PROBLEM TO SOLVE
Copy out the records precisely, omitting pictures.
⟨
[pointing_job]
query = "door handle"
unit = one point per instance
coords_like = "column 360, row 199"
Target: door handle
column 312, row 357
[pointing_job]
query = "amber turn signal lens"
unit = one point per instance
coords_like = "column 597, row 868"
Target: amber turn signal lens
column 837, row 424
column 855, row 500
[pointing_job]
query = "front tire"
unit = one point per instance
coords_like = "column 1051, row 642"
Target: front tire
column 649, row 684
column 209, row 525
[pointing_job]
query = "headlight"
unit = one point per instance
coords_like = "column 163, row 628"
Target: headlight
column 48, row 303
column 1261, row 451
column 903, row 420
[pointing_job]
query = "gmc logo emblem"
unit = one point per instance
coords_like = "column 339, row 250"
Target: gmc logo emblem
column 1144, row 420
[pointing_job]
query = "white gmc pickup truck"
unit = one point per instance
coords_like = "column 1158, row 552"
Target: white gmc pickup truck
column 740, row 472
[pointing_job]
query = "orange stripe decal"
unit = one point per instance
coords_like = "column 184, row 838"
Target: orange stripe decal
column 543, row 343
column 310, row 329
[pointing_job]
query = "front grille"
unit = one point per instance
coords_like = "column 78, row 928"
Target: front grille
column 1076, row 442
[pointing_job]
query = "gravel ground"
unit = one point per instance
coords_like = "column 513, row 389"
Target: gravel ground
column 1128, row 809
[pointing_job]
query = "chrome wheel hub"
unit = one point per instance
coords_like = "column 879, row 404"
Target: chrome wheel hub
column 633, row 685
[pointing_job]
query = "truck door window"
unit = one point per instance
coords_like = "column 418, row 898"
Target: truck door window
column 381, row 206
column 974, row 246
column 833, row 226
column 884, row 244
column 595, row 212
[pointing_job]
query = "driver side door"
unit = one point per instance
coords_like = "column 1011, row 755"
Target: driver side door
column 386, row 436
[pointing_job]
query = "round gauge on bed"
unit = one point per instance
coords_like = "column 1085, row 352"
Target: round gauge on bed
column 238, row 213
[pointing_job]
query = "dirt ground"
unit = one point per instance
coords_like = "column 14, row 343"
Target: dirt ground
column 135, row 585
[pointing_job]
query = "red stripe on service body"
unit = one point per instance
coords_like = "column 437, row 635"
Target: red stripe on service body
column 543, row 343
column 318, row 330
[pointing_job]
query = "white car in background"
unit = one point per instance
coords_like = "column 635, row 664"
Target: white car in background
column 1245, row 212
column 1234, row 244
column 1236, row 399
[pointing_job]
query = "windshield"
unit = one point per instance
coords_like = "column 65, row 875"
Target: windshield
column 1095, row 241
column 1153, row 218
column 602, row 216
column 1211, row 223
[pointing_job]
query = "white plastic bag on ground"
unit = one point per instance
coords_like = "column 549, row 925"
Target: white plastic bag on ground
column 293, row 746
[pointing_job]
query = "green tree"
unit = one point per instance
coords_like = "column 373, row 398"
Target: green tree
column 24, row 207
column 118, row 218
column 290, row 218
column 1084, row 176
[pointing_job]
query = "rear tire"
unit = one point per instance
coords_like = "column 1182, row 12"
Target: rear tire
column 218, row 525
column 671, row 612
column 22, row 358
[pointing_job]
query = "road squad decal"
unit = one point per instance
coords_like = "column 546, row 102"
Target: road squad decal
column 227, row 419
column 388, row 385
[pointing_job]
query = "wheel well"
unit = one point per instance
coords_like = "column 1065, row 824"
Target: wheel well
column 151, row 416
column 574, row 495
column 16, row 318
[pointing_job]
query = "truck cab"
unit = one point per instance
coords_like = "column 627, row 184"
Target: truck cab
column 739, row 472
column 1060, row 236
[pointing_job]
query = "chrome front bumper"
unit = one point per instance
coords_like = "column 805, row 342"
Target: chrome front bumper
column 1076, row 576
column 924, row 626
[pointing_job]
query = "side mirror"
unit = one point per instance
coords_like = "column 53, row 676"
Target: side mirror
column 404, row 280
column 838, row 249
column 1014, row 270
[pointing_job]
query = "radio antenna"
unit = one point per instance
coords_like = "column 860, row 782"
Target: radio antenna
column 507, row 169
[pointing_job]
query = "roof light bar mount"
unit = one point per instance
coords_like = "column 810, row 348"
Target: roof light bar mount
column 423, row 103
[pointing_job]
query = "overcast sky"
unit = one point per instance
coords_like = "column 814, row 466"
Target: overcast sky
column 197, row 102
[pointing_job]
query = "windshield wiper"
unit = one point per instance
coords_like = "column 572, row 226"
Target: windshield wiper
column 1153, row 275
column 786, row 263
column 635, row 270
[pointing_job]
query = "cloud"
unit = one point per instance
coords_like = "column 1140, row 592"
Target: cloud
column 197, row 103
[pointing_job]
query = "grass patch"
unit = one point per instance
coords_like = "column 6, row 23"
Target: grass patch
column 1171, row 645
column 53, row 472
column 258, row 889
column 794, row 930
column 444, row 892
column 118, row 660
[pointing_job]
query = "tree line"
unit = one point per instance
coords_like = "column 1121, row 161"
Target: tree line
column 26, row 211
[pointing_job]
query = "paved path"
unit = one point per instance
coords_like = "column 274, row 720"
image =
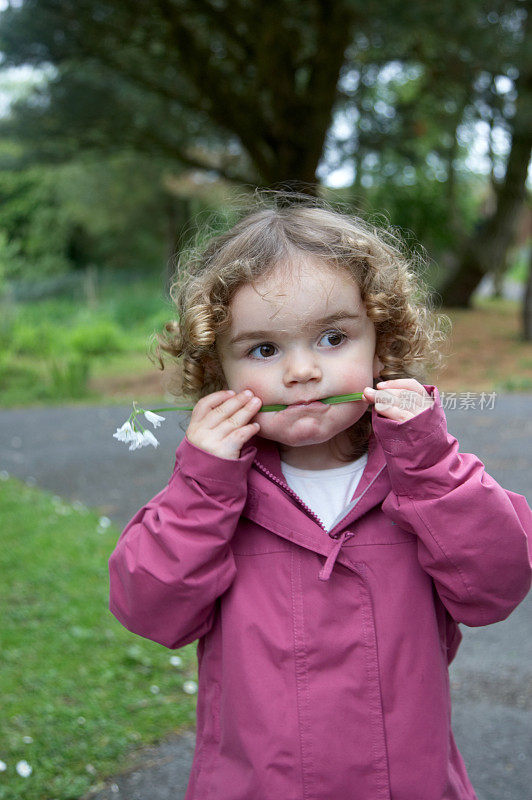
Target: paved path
column 71, row 451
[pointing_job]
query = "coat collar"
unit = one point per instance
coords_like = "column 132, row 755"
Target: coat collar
column 273, row 505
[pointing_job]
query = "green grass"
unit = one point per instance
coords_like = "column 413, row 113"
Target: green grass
column 83, row 689
column 49, row 350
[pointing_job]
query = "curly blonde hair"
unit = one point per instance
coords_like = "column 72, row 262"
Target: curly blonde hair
column 272, row 228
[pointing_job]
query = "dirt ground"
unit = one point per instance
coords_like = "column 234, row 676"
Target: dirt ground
column 484, row 352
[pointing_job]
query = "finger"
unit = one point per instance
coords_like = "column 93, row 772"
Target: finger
column 391, row 406
column 405, row 399
column 224, row 410
column 400, row 383
column 242, row 415
column 392, row 412
column 211, row 401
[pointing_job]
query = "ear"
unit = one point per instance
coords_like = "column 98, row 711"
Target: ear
column 377, row 367
column 213, row 369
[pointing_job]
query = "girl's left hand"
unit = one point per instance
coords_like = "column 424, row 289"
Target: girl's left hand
column 399, row 399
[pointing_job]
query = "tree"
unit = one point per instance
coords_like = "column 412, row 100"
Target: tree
column 250, row 89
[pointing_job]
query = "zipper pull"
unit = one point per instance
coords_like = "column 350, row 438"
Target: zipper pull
column 325, row 571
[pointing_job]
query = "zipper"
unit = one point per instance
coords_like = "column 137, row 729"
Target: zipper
column 291, row 491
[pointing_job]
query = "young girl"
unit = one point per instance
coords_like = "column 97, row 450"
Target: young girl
column 322, row 554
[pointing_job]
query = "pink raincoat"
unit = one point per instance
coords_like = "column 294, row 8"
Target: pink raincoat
column 323, row 656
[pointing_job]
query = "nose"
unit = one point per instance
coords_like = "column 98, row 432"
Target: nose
column 301, row 365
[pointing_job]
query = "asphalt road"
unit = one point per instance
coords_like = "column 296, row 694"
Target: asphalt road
column 71, row 452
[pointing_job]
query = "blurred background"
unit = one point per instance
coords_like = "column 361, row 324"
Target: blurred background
⟩
EXERCISE OUTPUT
[pointing_job]
query = "door handle"
unit = one point per instance
coords_like = "column 360, row 199"
Target: door handle
column 312, row 357
[pointing_job]
query = "amber turn signal lens"
unit = one point per instance
coords_like = "column 597, row 868"
Target: amber turn signal lens
column 837, row 424
column 855, row 500
[pointing_job]
query = "front tire"
unit = one point per instance
coords_like = "column 1051, row 642"
Target: front tire
column 649, row 684
column 209, row 525
[pointing_job]
query = "headlight"
unit = one point per instance
coords_like = "column 163, row 628"
Target: headlight
column 48, row 303
column 1261, row 451
column 903, row 420
[pointing_job]
query = "gmc logo emblem"
unit = one point per instance
coords_like = "column 339, row 250"
Target: gmc logo emblem
column 1144, row 420
[pointing_job]
query = "white gmc pickup truck"
unit = one point per instance
coords_like = "column 1158, row 552"
Target: white gmc pickup truck
column 740, row 472
[pointing_job]
query = "orange stripe decal"
unit = one point per instance
coords_like = "column 184, row 838"
Target: orange stripe decal
column 543, row 343
column 310, row 329
[pointing_job]
query = "front grille"
unit = one point per instance
coords_like = "column 78, row 928"
Target: front grille
column 1076, row 442
[pointing_job]
query = "gravel ground"
unit = one point per instance
coords_like = "column 513, row 389"
Target: gravel ground
column 1128, row 809
[pointing_job]
query = "chrome wheel hub"
unit = one point per instance
coords_like = "column 879, row 404"
Target: chrome wheel hub
column 633, row 685
[pointing_job]
query = "truck door window"
unit = one point per instance
coords_like = "column 418, row 898"
Target: truck door window
column 381, row 206
column 974, row 246
column 833, row 226
column 884, row 244
column 595, row 212
[pointing_job]
query = "driver side door"
unit = one point per instance
coords_like = "column 1011, row 755"
Target: driver side door
column 386, row 436
[pointing_job]
query = "round gauge on bed"
unit = one point per instance
coords_like = "column 1085, row 352"
Target: round gauge on bed
column 238, row 213
[pointing_job]
query = "dirt ground"
unit = one point per instance
coords_like = "column 14, row 343"
Target: dirt ground
column 135, row 585
[pointing_job]
query = "red stripe on service body"
unit = one point per instance
coords_like = "column 437, row 635"
Target: red stripe on service body
column 543, row 343
column 318, row 330
[pointing_job]
query = "white car in background"
unit = one point per instance
coords_like = "column 635, row 664"
Target: white car in background
column 1245, row 212
column 1234, row 244
column 1236, row 399
[pointing_job]
query = "windshield"
unit = one point per instance
coords_like = "column 65, row 875"
Target: windshield
column 1095, row 241
column 1153, row 218
column 602, row 216
column 1211, row 223
[pointing_job]
query = "white plastic bag on ground"
unit = one point per instance
coords_like = "column 549, row 925"
Target: white plastic bag on ground
column 293, row 746
[pointing_job]
query = "green tree"
unit = one point per instance
coords_like = "column 373, row 398"
Target: green tree
column 24, row 207
column 118, row 218
column 290, row 218
column 1084, row 176
[pointing_job]
query = "rear tire"
unit = one point per instance
coords_like = "column 1182, row 12"
Target: rear tire
column 218, row 525
column 671, row 612
column 22, row 358
[pointing_job]
query = "road squad decal"
unit = one point per instance
coords_like = "column 546, row 102"
Target: road squad decal
column 227, row 419
column 388, row 385
[pointing_job]
query = "wheel well"
unit = one point per instance
coords_like = "column 1065, row 824"
Target: wheel well
column 151, row 416
column 574, row 495
column 16, row 318
[pointing_job]
query = "truck cab"
unit = one point per instance
coords_like = "column 627, row 184"
Target: truck cab
column 739, row 472
column 1060, row 236
[pointing_job]
query = "chrome front bumper"
unit = one point per instance
coords_like = "column 805, row 342"
Target: chrome front bumper
column 1076, row 576
column 924, row 626
[pointing_job]
query = "side mirror"
unit = one point per instance
coords_like = "column 53, row 676"
Target: side mirror
column 404, row 280
column 838, row 249
column 1014, row 270
[pointing_job]
query = "radio antenna"
unit = one point per instance
coords_like = "column 860, row 782"
Target: radio antenna
column 507, row 169
[pointing_job]
query = "roof light bar mount"
unit = one point per instance
coords_like = "column 810, row 348"
Target: roof light bar mount
column 423, row 103
[pointing_job]
query = "overcast sky"
unit = one point per instance
coords_like = "column 814, row 466"
Target: overcast sky
column 197, row 102
[pointing_job]
query = "windshield wiper"
unit = one point per instance
coords_like = "column 572, row 226"
Target: windshield wiper
column 1153, row 275
column 786, row 263
column 635, row 270
[pointing_job]
query = "cloud"
unit = one point per instance
coords_like = "column 1140, row 592"
Target: cloud
column 197, row 103
[pointing_job]
query = "grass patch"
unit = one point per instance
coords_like = "column 6, row 23"
Target: grass patch
column 1171, row 645
column 53, row 472
column 258, row 889
column 794, row 930
column 444, row 892
column 118, row 660
[pointing_job]
query = "tree line"
unit = one point per instance
coords_like = "column 1121, row 161"
Target: tree line
column 26, row 211
[pointing_job]
query = "paved path"
unit = one point per instance
coords_like = "column 274, row 720"
image =
Target: paved path
column 71, row 451
[pointing_job]
query = "coat collar"
unit = one point per instance
coords_like = "column 132, row 755"
Target: coat collar
column 273, row 505
[pointing_job]
query = "green grass"
unit = one point per instance
coords_like = "column 413, row 113"
Target: green grass
column 83, row 689
column 49, row 350
[pointing_job]
query = "curly blonde hair"
unit = one point per instance
coords_like = "column 72, row 262"
Target: curly blonde hair
column 272, row 228
[pointing_job]
query = "dirt ground"
unit = one point per instance
coords_like = "column 234, row 676"
Target: dirt ground
column 484, row 352
[pointing_job]
query = "finger"
unit = one point per instance
coords_like = "column 93, row 772"
Target: finger
column 391, row 406
column 405, row 399
column 224, row 410
column 400, row 383
column 242, row 415
column 392, row 412
column 211, row 401
[pointing_job]
query = "ear"
unit = one point per instance
coords_like = "column 98, row 711"
Target: ear
column 377, row 367
column 213, row 369
[pointing_job]
query = "girl's left hand"
unit = one point per instance
coords_like = "column 424, row 289"
Target: girl's left hand
column 399, row 399
[pointing_job]
query = "tree"
unit = one point per instance
coords_like = "column 412, row 100"
Target: tree
column 250, row 89
[pointing_job]
query = "zipper pull"
unit = one point per instance
coords_like = "column 350, row 438"
Target: zipper pull
column 325, row 571
[pointing_job]
query = "zipper"
unit = one point per instance
coords_like = "column 137, row 729"
Target: zipper
column 291, row 491
[pointing_job]
query = "young girl"
unit = one point per instance
coords_like = "column 97, row 450"
Target: young girl
column 322, row 554
[pointing_job]
query = "pink raincoat"
unit = one point per instance
coords_like = "column 294, row 8"
Target: pink raincoat
column 323, row 656
[pointing_job]
query = "nose"
unit = one point per instance
coords_like = "column 98, row 432"
Target: nose
column 301, row 365
[pointing_job]
query = "asphalt road"
unit = one point per instance
coords_like = "column 296, row 694"
Target: asphalt road
column 71, row 452
[pointing_job]
query = "blurred background"
unit = one point per instance
coords_like = "column 361, row 324"
Target: blurred background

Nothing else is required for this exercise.